-- DATA SHOWN start --

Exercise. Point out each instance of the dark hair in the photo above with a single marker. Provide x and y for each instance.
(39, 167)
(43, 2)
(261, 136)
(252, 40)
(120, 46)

-- DATA SHOWN end --

Return all of the data above unchanged, line for line.

* WORKED SOLUTION *
Exercise. Point out each instance of the dark hair in the photo above with a single marker. Provide x and y for each instance.
(39, 167)
(43, 2)
(261, 136)
(252, 40)
(120, 46)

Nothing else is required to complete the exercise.